--- SOURCE RECORDS Enclosed Below ---

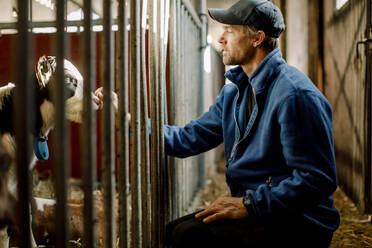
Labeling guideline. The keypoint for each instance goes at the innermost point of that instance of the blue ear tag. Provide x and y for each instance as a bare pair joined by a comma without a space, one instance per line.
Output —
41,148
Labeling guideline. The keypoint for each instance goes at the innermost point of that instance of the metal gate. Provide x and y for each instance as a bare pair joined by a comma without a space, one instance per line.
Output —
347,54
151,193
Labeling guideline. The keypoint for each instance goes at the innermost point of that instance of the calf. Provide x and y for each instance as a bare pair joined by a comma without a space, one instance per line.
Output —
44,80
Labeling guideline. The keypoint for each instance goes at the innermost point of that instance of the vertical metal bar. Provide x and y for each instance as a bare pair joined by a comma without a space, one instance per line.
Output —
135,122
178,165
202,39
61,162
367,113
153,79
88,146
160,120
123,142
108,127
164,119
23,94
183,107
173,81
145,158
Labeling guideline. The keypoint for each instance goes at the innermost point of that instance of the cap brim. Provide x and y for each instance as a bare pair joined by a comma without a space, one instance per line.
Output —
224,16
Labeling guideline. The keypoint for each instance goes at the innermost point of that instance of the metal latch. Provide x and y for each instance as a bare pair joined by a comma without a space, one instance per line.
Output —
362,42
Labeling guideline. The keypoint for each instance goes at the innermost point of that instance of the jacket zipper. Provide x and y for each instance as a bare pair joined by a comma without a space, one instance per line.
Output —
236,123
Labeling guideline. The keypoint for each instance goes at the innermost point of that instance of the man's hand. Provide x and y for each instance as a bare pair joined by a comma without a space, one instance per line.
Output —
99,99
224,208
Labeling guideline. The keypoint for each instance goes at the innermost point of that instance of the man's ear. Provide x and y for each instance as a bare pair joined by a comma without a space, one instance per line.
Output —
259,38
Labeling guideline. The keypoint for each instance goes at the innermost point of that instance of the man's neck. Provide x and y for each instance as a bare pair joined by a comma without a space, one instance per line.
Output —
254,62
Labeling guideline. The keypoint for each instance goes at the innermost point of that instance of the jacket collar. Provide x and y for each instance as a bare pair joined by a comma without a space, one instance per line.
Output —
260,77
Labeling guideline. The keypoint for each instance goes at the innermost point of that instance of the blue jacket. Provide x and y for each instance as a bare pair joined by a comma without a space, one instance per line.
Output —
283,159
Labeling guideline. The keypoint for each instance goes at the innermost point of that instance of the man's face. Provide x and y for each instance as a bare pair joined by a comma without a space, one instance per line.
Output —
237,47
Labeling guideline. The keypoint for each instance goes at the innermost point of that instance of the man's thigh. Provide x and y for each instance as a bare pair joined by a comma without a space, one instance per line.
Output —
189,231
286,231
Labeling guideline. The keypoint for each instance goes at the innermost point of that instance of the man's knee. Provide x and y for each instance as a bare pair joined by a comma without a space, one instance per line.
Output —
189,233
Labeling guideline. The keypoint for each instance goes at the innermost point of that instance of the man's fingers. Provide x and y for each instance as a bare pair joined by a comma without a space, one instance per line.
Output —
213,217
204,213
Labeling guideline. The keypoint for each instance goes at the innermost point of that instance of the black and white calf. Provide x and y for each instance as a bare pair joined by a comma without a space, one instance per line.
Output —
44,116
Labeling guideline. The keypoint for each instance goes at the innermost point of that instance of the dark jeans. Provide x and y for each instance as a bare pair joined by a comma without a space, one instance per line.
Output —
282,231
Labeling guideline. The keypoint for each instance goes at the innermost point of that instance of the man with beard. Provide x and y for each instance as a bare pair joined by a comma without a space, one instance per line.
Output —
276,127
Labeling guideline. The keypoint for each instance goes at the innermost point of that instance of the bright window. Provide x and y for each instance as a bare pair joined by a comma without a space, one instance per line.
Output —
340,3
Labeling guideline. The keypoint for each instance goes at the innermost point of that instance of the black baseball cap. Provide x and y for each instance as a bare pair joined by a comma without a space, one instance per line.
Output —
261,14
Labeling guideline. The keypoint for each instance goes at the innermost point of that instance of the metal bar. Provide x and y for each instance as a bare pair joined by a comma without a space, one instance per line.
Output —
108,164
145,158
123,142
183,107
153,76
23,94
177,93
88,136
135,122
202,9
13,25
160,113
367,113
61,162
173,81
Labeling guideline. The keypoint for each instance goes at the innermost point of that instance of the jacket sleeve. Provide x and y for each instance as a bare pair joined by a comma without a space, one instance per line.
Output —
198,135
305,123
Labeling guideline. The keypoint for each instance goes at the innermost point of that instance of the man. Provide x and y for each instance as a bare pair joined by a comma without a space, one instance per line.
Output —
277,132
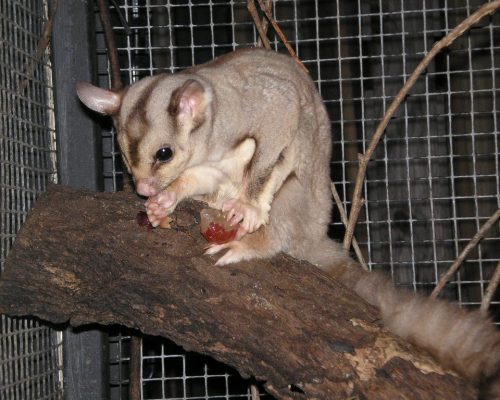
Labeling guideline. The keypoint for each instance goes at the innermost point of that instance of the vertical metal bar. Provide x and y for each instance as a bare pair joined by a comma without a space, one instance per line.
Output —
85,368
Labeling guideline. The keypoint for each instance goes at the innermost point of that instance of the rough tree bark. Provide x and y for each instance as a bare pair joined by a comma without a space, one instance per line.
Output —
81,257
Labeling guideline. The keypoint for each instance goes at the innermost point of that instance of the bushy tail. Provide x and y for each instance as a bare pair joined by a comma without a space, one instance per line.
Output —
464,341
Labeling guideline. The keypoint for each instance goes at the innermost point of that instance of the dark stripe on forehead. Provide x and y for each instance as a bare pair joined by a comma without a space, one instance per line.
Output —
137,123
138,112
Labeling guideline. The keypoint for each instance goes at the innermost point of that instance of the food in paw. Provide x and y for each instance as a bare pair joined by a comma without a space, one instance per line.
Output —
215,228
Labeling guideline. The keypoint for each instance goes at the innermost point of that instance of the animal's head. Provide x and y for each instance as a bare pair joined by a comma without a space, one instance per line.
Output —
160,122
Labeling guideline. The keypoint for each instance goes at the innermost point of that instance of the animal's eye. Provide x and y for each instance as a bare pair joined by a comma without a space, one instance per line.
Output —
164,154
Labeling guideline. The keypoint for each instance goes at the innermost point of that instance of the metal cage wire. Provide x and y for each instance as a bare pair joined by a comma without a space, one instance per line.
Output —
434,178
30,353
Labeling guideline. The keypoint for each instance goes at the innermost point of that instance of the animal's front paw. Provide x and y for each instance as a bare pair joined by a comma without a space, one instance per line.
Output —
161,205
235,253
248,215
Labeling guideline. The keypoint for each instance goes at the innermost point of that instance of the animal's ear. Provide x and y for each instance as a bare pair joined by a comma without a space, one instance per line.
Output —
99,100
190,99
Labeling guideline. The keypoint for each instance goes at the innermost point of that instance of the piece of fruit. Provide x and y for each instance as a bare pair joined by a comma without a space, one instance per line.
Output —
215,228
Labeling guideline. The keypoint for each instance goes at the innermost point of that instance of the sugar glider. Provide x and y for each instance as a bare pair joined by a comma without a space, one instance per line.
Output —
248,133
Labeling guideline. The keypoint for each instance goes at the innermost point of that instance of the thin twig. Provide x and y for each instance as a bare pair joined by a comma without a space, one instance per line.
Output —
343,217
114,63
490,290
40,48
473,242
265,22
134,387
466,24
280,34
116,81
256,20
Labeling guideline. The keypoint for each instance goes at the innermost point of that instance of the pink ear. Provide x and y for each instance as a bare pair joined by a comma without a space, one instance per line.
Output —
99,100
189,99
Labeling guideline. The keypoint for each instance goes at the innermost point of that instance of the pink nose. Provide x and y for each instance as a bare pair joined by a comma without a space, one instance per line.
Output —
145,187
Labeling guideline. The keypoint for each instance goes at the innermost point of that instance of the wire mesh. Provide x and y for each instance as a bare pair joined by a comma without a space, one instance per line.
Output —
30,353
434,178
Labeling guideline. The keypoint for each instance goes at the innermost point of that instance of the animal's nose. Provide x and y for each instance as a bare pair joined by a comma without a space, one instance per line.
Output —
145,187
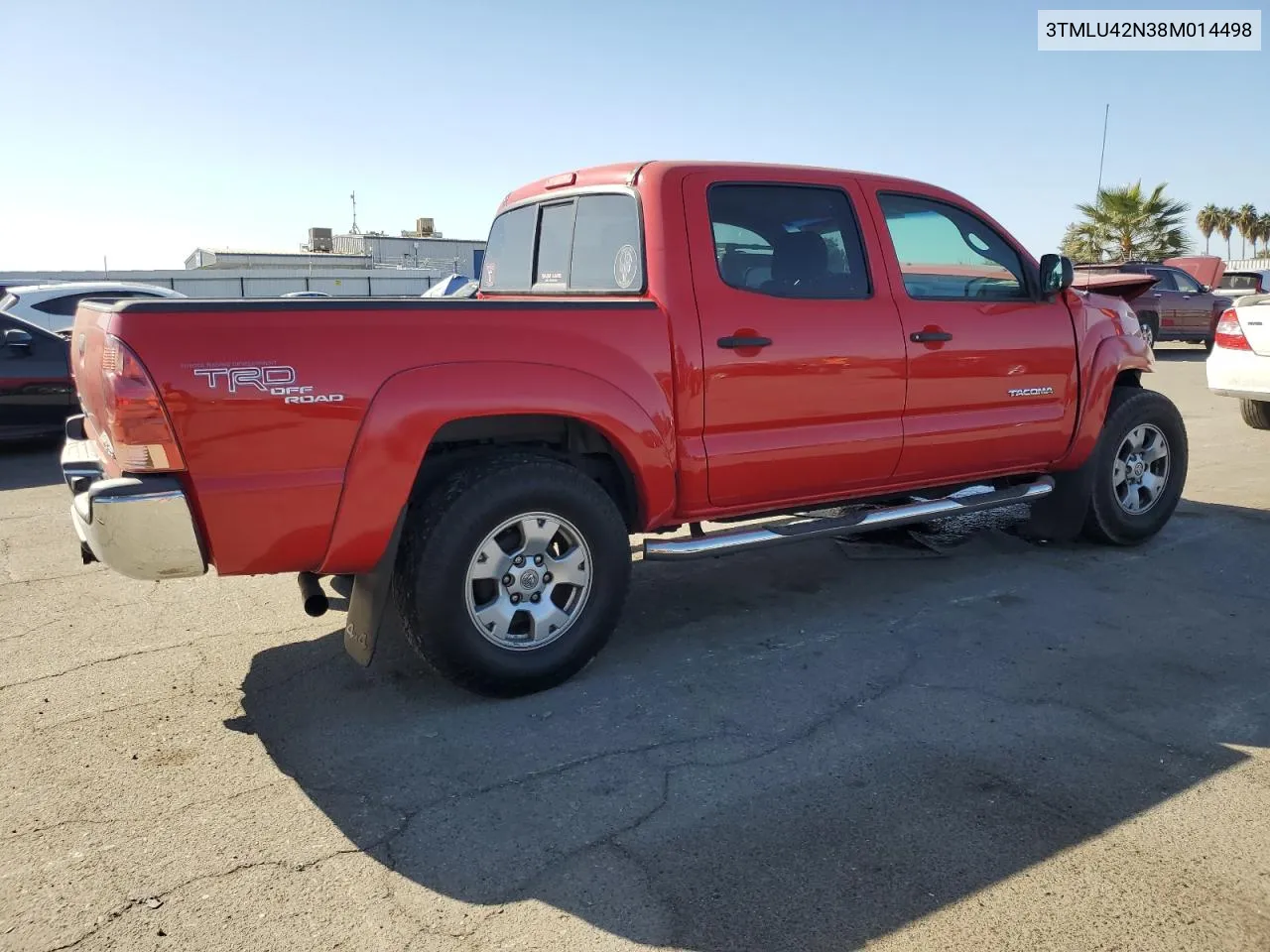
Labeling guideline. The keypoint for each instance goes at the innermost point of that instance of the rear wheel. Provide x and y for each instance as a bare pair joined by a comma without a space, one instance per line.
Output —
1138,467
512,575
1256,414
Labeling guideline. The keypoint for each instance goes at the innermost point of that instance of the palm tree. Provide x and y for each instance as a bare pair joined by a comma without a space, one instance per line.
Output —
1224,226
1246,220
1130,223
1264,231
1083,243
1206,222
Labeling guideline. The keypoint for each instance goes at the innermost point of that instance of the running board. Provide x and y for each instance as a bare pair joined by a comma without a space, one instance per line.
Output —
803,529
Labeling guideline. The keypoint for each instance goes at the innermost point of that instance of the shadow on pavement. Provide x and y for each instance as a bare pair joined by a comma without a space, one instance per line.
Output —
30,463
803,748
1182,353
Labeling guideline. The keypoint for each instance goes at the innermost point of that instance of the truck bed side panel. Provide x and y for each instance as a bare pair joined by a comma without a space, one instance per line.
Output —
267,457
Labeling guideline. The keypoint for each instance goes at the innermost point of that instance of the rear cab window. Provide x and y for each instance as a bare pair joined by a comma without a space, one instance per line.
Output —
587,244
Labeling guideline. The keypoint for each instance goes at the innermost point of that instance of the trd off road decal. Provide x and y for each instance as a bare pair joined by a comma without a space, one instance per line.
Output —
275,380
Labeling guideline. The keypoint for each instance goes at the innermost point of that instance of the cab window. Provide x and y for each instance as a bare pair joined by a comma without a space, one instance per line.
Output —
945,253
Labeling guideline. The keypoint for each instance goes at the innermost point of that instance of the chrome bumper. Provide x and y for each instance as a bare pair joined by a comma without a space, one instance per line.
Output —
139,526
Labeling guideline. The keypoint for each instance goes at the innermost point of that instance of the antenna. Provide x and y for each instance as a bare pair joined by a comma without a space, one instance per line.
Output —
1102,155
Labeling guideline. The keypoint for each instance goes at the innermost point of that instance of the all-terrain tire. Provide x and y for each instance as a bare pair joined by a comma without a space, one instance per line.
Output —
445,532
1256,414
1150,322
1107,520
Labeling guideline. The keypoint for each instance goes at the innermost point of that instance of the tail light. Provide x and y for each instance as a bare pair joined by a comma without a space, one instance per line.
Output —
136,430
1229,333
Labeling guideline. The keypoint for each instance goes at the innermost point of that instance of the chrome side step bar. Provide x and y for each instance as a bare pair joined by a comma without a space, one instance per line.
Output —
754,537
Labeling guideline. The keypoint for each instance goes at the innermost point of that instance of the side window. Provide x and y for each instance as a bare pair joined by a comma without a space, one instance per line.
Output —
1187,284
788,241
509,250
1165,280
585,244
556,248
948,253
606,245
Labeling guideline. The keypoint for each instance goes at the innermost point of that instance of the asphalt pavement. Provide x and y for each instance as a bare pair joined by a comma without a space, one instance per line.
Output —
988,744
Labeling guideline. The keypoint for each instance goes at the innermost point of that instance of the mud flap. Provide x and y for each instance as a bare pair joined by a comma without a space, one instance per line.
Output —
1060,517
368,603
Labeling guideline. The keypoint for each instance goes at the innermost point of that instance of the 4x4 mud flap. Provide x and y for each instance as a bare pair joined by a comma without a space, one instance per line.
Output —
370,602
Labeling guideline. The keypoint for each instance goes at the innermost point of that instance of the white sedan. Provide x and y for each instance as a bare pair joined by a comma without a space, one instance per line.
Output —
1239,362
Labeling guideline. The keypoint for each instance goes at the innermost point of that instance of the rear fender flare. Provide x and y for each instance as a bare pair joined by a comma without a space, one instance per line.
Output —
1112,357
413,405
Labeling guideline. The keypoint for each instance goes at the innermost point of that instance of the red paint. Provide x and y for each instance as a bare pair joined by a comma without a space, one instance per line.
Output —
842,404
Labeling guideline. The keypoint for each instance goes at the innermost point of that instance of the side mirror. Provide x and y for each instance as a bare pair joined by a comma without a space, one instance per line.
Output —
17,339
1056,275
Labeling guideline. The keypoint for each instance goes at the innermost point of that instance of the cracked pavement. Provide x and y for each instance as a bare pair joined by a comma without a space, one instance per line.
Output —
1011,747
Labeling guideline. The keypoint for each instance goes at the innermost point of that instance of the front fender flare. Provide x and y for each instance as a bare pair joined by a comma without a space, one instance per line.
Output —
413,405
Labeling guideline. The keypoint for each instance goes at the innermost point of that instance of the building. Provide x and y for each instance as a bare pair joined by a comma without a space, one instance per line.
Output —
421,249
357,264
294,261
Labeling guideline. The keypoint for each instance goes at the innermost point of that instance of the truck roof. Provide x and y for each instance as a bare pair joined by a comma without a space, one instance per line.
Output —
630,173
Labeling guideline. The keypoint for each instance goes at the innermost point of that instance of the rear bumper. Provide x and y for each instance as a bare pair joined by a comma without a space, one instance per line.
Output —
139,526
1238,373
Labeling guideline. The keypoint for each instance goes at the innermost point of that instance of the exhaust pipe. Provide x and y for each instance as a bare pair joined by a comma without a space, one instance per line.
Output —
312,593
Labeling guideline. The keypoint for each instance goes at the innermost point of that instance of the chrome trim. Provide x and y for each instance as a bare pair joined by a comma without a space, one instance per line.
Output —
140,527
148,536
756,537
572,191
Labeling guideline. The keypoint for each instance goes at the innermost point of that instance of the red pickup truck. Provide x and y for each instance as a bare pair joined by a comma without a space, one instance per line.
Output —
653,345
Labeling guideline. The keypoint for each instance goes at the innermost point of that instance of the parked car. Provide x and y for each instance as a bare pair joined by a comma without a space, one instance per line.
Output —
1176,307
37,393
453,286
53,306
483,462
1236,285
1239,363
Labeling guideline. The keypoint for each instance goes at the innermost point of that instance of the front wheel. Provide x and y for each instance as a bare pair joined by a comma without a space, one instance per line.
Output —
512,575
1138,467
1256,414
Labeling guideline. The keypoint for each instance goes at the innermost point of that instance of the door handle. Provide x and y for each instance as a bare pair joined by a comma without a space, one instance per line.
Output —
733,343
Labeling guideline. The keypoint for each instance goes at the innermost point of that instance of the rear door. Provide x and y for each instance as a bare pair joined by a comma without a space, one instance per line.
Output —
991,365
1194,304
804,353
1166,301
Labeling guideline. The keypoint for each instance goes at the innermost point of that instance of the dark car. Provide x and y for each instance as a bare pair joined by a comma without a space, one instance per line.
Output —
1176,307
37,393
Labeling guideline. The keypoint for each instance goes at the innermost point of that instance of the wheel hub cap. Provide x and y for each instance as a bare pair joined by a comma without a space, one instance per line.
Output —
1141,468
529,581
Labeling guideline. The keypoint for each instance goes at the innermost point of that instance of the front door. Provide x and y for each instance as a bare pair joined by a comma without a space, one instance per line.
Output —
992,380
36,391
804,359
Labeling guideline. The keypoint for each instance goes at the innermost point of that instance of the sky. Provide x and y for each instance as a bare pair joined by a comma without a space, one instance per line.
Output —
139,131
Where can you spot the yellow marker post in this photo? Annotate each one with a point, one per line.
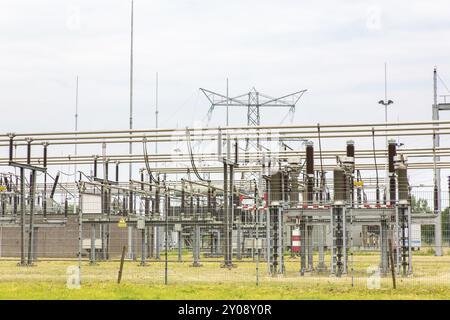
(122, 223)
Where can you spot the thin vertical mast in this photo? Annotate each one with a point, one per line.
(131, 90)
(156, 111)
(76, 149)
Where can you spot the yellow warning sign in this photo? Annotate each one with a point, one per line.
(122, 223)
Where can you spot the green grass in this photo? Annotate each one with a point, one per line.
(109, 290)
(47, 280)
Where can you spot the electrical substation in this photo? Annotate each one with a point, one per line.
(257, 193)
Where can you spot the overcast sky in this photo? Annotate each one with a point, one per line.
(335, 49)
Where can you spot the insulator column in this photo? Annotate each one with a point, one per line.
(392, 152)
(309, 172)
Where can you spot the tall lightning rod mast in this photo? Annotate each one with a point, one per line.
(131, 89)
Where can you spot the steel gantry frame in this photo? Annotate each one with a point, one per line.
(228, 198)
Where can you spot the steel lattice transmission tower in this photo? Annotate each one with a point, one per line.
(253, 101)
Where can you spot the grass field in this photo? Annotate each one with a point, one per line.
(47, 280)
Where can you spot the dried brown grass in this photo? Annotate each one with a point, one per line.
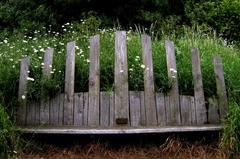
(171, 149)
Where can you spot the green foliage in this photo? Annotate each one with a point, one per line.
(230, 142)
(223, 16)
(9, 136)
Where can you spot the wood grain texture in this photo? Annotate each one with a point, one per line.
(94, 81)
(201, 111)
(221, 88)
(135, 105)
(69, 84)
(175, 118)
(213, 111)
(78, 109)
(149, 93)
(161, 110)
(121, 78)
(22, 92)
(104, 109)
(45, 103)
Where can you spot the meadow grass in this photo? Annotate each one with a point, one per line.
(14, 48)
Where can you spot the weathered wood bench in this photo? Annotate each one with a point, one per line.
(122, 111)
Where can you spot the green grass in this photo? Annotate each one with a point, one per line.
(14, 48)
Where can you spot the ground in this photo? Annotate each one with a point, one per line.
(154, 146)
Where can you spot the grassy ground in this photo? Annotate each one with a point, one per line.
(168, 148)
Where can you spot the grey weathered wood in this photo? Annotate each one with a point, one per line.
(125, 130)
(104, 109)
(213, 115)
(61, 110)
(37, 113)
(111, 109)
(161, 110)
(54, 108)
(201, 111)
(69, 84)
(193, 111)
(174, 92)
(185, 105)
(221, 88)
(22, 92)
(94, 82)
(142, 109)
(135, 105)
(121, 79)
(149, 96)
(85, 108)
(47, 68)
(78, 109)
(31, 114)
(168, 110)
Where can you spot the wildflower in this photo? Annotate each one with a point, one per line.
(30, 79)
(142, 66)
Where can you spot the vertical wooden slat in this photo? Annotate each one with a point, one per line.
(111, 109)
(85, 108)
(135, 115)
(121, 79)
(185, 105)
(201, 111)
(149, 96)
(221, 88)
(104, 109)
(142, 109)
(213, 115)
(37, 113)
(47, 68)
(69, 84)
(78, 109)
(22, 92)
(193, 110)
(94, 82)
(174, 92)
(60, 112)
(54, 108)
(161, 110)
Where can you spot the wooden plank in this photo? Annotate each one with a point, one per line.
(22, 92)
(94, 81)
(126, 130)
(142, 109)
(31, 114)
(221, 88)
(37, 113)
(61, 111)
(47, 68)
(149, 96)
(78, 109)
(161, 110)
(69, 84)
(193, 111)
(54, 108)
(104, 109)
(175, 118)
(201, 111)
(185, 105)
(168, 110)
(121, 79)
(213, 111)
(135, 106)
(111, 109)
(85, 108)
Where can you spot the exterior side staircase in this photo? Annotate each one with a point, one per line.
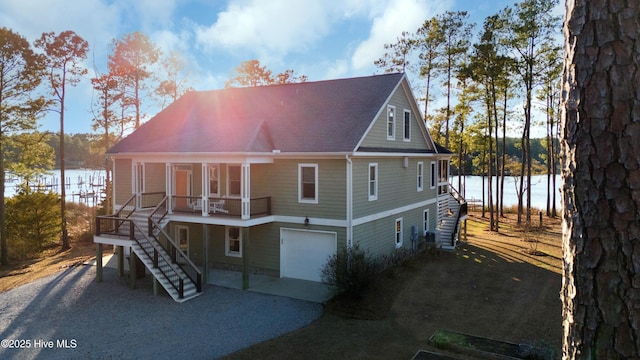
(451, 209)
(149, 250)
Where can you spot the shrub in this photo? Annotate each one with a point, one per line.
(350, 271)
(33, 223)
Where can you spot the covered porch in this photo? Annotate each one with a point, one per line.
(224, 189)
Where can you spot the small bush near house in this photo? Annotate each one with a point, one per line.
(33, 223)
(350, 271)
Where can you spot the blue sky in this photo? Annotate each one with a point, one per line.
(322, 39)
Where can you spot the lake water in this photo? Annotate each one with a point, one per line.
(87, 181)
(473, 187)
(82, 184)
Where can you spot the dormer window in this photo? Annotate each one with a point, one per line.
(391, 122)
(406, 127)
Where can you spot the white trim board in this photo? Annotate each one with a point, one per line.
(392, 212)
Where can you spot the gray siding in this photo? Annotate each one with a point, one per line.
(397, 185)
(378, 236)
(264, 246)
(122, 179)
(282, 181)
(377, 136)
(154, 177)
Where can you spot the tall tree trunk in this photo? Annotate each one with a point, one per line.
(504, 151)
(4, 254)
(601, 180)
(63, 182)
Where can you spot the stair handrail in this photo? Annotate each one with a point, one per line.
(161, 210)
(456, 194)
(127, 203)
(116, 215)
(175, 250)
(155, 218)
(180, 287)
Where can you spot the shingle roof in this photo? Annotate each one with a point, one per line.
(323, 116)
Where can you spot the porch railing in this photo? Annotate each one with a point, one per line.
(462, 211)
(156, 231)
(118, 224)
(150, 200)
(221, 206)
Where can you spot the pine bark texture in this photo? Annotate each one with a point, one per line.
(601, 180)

--- End of Enclosed SOURCE RECORDS ---

= TASK PROMPT =
Each line above that contains the string "pink" should be copied.

= REPLY TO THE TASK =
Labeling guideline. The keypoint for each instance goes at the innermost point of that instance of the pink ear. Provide x and y for each instance as a bare pair joined by a comma without a space, one instance per line.
Labeling guideline. The keypoint for each instance goes at the innermost point of that instance of the pink nose. Provide x and y for each instance as a bare pair joined by a comma without a space, one instance per line.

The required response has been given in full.